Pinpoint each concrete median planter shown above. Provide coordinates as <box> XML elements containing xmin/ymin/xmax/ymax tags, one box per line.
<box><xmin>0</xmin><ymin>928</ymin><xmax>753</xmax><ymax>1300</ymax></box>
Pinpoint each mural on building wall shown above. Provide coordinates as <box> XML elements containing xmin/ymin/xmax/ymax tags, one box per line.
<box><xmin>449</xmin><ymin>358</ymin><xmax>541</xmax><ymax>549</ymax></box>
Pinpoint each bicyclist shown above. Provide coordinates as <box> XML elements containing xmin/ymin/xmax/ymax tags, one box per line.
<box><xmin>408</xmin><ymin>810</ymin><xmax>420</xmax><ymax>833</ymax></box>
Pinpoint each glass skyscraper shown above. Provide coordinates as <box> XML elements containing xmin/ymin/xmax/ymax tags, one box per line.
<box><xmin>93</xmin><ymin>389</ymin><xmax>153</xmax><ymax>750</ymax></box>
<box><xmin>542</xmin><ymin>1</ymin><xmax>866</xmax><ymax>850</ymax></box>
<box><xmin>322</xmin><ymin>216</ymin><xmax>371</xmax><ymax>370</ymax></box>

======

* **Task instructions**: Taking the line containing "Pinpoint each glass" as the first, please return it and every line after it through the end of the entries, exactly and only those.

* **Response**:
Pinpoint each glass skyscraper shown above. Provide coordinates as <box> XML elements containing xmin/ymin/xmax/ymax tags, one box per line.
<box><xmin>93</xmin><ymin>389</ymin><xmax>153</xmax><ymax>750</ymax></box>
<box><xmin>542</xmin><ymin>1</ymin><xmax>866</xmax><ymax>850</ymax></box>
<box><xmin>322</xmin><ymin>216</ymin><xmax>371</xmax><ymax>370</ymax></box>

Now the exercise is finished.